## EXERCISE
Leave no line out; reproduce the listing exactly.

____________________

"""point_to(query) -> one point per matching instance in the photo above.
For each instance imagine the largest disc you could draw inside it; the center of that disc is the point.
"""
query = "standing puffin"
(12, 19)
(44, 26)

____________________

## RESULT BELOW
"""point_to(query) -> one point per matching instance in the photo above.
For each instance imagine the largest disc you could draw inside it; the center of that disc is the point.
"""
query = "standing puffin"
(12, 19)
(44, 26)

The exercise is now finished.